### Aufgabenstellung
(1) Beantworte die folgenden Fragen anhand des Seitenauszugs.
(a) In welcher Kirche fanden Festgottesdienst und Festakt zum Reformationstag statt?
(b) Wer hielt den Festvortrag?
(c) In welchem Jahr trat Luther in Worms auf?
(2) Suche aus den Datensätzen jede Zeile heraus, die das Wort „below" enthält.

### Seitenauszug
Lehmann bei Wormser Feierlichkeiten zum Reformationstag

Grußwort des Mainzer Bischofs / Auftakt des Themenjahrs „Reformation und Toleranz"

Datum:
Mittwoch, 7. November 2012

Grußwort des Mainzer Bischofs / Auftakt des Themenjahrs „Reformation und Toleranz"

Worms. Mit einem Festgottesdienst und einem Festakt in der Wormser Dreifaltigkeitskirche haben die Evangelische Kirche in Hessen und Nassau (EKHN) und die Evangelische Kirche in Deutschland (EKD) am Mittwoch, 31. Oktober, den Reformationstag begangen. Nach dem Gottesdienst hat der Stellvertretende Ratsvorsitzende der EKD, Landesbischof Jochen Bohl (Dresden), das von der Evangelischen Kirche ausgerufene „Jahr der Toleranz 2013" im Rahmen der Reformationsdekade der EKD eröffnet. Neben dem Festvortrag von Bundesinnenminister Dr. Hans-Peter Friedrich haben der Mainzer Bischof, Kardinal Karl Lehmann, und der rheinland-pfälzische Ministerpräsident Kurt Beck Grußworte gesprochen. Im Folgenden dokumentieren die Mainzer Bistumsnachrichten vom 7. November 2012 die Rede von Kardinal Lehmann im Wortlaut:

Das Themenjahr 2013 „Reformation und Toleranz" hat im Gesamtzusammenhang der Reformationsdekade bis 2017 auch ökumenisch eine große Bedeutung. Wenn man an der Lutherstätte Worms ist, kann man nicht die Bedeutung des Auftritts Luthers 1521 für unser Thema übersehen. Schließlich bezieht er sich beim Widerstand gegen den verlangten Widerruf auf die Unverletzlichkeit des Gewissens: „Und so lange mein Gewissen durch die Worte Gottes gefangen ist, kann und will ich nichts widerrufen, weil es unsicher ist und die Seligkeit bedroht, etwas gegen das Gewissen zu tun. Gott helf mir! Amen." (Modernisierte Form bei F. Dieckmann, Geschichte in Quellen: Renaissance, Glaubenskämpfe. Absolutismus, Bd. 3, München 1966, Nr. 50, S. 119ff.) Es ist das prägende Wort für die protestantische Tradition bis heute geblieben. Es ist ein „Schlüsseltext des Protestantismus" (Bernd Moeller), das gewiss einen zentralen Baustein im neuzeitlichen Verständnis der Toleranz ausmacht. Insofern ist auch Worms der richtige Ort für die Eröffnung dieses Themenjahres.

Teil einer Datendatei
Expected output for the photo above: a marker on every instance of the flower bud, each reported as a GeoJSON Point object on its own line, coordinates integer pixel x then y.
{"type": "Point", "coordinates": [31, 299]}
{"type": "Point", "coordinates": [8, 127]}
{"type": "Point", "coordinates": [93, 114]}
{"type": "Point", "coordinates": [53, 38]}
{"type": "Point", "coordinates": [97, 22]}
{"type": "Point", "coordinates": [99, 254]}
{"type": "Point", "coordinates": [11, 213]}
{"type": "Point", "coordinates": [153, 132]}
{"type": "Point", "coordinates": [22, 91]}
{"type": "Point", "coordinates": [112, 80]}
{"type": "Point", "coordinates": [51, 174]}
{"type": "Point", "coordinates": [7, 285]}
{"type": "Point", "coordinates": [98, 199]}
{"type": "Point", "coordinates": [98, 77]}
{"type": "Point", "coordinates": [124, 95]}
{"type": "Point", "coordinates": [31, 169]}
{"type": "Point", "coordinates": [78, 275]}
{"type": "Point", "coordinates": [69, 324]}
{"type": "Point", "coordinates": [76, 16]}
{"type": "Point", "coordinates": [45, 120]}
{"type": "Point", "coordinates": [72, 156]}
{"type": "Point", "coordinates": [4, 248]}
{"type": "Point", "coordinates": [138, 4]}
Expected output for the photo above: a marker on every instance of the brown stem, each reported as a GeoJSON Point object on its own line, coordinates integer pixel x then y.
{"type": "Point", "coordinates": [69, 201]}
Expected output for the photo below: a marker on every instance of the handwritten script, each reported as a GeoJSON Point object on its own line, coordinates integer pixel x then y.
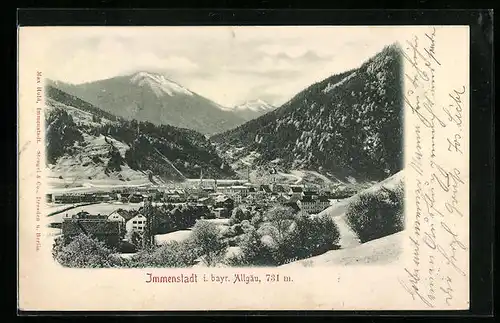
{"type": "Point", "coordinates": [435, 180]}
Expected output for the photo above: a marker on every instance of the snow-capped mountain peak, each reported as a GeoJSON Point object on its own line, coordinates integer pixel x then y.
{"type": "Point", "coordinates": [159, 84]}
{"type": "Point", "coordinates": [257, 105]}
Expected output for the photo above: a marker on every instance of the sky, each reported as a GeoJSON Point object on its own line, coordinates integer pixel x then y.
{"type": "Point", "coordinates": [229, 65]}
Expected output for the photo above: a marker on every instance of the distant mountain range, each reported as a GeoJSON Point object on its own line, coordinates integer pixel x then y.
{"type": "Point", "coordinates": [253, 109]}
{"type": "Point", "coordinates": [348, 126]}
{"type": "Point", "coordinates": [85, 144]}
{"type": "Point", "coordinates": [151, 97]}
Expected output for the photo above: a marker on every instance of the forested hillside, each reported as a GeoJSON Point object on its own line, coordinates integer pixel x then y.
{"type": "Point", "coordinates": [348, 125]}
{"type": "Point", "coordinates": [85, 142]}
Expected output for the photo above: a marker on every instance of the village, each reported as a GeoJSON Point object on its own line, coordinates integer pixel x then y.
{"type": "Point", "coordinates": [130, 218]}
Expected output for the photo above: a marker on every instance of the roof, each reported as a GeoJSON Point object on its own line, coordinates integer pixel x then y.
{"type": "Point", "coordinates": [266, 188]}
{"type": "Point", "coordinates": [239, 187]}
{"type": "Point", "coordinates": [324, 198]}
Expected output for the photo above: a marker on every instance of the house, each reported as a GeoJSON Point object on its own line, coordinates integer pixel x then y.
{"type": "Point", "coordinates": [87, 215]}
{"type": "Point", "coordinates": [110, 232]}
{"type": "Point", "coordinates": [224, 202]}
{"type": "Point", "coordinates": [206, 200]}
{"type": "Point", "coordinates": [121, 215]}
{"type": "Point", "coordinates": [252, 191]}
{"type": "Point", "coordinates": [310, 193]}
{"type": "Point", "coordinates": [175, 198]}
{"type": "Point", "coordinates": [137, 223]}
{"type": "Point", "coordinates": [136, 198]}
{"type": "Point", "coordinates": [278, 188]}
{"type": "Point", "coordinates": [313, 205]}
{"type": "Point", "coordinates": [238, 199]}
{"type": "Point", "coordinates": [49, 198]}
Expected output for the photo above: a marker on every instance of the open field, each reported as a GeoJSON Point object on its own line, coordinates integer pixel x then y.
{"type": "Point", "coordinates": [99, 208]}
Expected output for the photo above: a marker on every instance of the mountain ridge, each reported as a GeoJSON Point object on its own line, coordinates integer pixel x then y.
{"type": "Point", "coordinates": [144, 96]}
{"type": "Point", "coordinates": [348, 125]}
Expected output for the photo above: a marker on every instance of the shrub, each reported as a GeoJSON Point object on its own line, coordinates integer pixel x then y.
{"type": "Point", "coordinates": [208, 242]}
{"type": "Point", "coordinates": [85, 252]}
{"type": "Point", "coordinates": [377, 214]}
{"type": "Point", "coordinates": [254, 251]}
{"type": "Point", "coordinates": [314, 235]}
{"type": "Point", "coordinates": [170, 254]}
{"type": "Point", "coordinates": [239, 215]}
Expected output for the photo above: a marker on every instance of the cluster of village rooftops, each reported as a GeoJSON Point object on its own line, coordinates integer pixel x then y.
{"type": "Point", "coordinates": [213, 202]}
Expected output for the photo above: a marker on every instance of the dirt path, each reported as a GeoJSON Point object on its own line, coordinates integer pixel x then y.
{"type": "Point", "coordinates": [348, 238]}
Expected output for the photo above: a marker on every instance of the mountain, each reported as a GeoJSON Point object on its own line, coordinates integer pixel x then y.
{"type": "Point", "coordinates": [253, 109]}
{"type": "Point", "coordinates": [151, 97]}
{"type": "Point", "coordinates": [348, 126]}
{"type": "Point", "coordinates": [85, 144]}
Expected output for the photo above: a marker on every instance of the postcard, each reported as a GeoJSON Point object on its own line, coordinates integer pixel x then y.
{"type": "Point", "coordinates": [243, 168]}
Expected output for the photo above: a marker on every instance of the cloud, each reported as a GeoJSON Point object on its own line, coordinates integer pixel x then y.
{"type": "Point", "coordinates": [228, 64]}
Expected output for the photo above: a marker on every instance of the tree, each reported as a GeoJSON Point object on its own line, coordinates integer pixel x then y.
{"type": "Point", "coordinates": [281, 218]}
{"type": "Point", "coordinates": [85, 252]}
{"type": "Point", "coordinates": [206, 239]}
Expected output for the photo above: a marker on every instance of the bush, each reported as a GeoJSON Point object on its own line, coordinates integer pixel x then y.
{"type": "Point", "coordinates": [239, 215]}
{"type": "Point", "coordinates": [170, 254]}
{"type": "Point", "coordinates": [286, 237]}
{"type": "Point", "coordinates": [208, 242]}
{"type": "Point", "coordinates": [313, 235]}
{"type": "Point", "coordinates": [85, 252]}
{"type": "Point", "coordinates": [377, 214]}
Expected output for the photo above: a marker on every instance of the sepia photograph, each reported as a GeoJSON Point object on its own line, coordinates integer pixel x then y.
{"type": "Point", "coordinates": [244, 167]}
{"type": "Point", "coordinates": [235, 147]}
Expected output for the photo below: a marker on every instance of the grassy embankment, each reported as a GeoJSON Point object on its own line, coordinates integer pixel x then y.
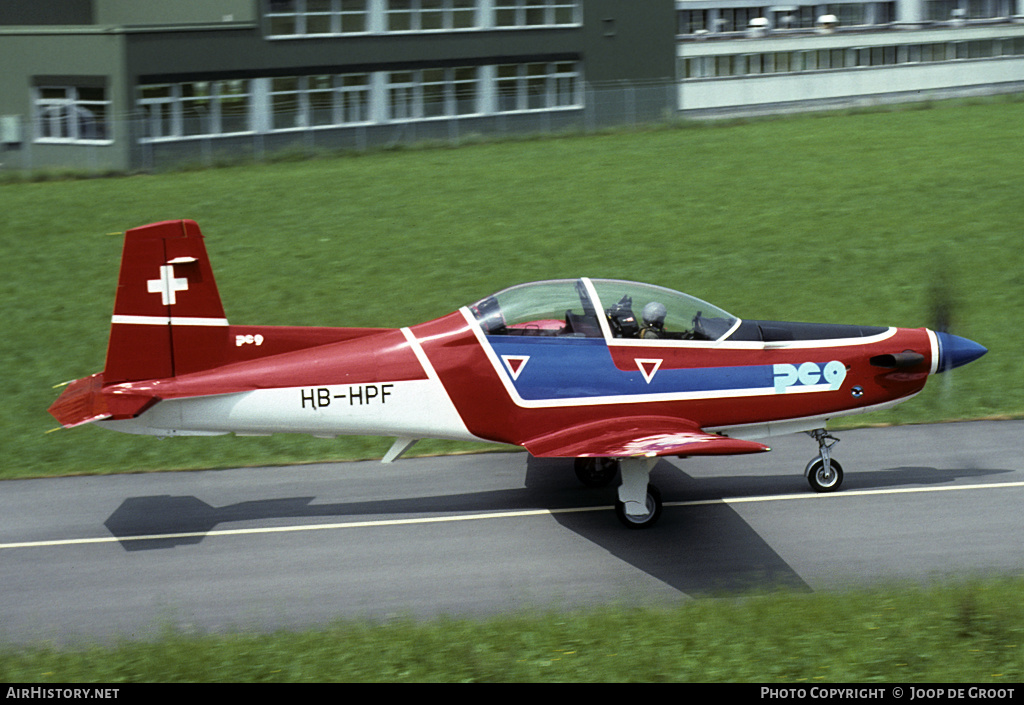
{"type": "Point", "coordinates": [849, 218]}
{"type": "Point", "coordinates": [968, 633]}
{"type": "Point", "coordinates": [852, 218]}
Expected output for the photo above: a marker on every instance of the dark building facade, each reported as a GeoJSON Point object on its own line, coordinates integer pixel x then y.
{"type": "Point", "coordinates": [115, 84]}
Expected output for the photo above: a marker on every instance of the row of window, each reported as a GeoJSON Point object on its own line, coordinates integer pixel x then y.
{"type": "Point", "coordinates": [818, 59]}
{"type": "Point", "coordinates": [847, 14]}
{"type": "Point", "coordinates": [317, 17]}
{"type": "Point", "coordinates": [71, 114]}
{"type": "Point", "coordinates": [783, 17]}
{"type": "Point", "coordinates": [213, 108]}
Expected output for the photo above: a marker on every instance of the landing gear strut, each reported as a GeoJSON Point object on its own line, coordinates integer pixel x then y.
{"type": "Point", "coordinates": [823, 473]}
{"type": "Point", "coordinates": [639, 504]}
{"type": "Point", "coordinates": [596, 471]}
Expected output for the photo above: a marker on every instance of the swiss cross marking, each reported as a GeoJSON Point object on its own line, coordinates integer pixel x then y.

### Antworten je Aufgabe
(1)
(a) In der Wormser Dreifaltigkeitskirche.
(b) Bundesinnenminister Dr. Hans-Peter Friedrich.
(c) 1521.

(2)
Expected output for the photo below: a marker on every instance of the handwritten script, each reported as a GeoJSON Point object on its own line, coordinates integer pixel x then y.
Expected output for the photo below: a marker on every instance of the grassy embankment, each reported as a GeoJSON Point object on its own line, coordinates integer pixel x then y.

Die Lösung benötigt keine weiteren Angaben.